=== What is asked ===
Render the lines of the material below as a Markdown table with the columns "No." and "Line," starting at the line containing "[trace] shoulder patch -> outlines" and ending at the end of the material, omitting blank lines.

=== Listing ===

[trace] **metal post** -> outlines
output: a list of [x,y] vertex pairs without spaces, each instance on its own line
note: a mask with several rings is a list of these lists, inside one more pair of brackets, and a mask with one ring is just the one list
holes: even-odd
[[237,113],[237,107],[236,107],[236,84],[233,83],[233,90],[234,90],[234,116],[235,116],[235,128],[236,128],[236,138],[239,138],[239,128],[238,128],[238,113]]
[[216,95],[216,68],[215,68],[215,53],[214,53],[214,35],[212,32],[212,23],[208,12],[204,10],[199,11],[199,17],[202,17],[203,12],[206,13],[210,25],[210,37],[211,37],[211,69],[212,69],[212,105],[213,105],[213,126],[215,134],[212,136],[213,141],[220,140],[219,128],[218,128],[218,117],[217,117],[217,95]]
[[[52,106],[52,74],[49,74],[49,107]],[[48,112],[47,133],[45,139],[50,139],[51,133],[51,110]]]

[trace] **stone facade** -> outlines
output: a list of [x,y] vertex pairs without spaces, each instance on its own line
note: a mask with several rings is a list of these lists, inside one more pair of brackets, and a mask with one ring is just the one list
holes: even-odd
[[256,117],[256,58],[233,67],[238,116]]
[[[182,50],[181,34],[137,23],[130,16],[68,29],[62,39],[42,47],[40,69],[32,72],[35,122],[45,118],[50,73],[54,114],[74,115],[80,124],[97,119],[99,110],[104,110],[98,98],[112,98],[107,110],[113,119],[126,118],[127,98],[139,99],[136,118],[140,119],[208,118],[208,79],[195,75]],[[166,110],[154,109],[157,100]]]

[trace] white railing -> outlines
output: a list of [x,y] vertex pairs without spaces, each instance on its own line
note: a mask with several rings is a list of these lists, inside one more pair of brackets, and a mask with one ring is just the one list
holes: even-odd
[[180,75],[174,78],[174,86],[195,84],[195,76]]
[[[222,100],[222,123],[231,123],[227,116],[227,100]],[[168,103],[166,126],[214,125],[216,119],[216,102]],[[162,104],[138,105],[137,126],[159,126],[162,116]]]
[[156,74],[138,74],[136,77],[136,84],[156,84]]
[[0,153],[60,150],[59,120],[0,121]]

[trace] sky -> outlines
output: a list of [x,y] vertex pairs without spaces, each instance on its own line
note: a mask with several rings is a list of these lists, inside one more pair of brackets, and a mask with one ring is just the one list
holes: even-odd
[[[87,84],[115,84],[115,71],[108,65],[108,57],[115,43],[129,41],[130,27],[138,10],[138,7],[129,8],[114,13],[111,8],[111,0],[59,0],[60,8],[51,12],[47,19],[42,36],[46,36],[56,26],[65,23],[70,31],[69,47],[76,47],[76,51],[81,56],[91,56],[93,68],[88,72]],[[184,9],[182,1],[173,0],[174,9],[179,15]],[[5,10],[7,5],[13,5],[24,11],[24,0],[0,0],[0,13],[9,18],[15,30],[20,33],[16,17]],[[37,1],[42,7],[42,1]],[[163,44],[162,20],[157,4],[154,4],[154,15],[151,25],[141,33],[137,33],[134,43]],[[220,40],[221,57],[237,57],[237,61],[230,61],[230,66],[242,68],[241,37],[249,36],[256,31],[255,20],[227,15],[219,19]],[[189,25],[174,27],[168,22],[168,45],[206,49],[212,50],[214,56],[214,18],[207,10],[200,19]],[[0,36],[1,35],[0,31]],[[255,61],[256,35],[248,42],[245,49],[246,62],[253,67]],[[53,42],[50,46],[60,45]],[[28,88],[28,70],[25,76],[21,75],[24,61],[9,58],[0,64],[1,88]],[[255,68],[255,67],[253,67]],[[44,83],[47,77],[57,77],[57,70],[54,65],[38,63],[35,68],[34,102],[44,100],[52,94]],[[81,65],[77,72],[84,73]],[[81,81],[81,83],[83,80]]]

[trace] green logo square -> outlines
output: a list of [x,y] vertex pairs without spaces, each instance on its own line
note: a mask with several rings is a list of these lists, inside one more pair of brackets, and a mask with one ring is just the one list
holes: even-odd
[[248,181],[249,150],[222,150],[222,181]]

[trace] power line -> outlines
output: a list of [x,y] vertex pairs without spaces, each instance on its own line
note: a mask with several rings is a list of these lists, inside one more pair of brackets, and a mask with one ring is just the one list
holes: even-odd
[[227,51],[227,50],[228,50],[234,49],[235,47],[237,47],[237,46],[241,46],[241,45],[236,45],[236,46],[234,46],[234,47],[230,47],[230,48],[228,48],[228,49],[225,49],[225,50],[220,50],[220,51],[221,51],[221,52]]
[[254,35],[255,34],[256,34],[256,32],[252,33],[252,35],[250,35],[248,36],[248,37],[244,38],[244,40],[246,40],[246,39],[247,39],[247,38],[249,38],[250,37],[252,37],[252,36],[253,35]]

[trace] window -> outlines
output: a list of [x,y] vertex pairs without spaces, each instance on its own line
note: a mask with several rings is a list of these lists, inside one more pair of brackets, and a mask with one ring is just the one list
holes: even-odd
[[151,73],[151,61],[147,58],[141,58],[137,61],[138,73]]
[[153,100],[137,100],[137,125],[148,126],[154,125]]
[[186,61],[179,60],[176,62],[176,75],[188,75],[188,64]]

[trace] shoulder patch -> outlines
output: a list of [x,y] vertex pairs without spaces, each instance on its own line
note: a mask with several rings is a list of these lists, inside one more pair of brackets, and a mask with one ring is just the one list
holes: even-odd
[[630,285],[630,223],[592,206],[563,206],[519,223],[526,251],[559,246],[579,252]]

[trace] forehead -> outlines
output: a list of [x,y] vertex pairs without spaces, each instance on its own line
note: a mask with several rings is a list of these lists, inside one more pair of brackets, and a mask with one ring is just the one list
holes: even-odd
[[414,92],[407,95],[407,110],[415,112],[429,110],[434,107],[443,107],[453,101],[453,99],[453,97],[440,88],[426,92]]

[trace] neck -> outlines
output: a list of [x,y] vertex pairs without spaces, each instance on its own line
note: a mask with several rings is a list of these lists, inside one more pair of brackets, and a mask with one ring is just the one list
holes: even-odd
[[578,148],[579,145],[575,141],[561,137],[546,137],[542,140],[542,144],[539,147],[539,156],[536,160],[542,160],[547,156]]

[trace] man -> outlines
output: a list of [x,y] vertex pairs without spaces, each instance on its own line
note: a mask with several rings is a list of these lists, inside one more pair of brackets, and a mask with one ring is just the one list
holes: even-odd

=== The completed task ===
| No. | Line |
|---|---|
| 1 | [trace] shoulder patch -> outlines |
| 2 | output: a list of [x,y] vertex pairs without spaces, each instance on its own line |
| 3 | note: a mask with several rings is a list of these lists, inside one more pair of brackets, and a mask with one ring is just the one list |
| 4 | holes: even-odd |
| 5 | [[630,285],[630,223],[592,206],[563,206],[519,223],[526,251],[559,246],[579,252]] |
| 6 | [trace] forehead -> outlines |
| 7 | output: a list of [x,y] vertex pairs without spaces, each instance on its own line |
| 8 | note: a mask with several rings is a list of these lists, inside one more pair of brackets, and a mask with one ring is just the one list |
| 9 | holes: even-odd |
| 10 | [[414,92],[407,95],[407,110],[415,112],[429,110],[434,107],[443,107],[453,101],[453,99],[453,97],[440,88],[426,92]] |
| 11 | [trace] neck -> outlines |
| 12 | output: a list of [x,y] vertex pairs without spaces, each instance on its own line |
| 13 | note: a mask with several rings is a list of these lists, inside one more pair of brackets, and a mask with one ring is just the one list |
| 14 | holes: even-odd |
| 15 | [[578,148],[579,145],[575,141],[561,137],[546,137],[542,140],[542,144],[539,147],[539,156],[536,160],[542,160],[547,156]] |
| 16 | [trace] man -> outlines |
| 17 | output: a list of [x,y] vertex pairs without spaces, each instance on its own line |
| 18 | note: a mask with several rings is a list of these lists, inside one more pair of brackets, and a mask with one ring is just the one list |
| 19 | holes: even-odd |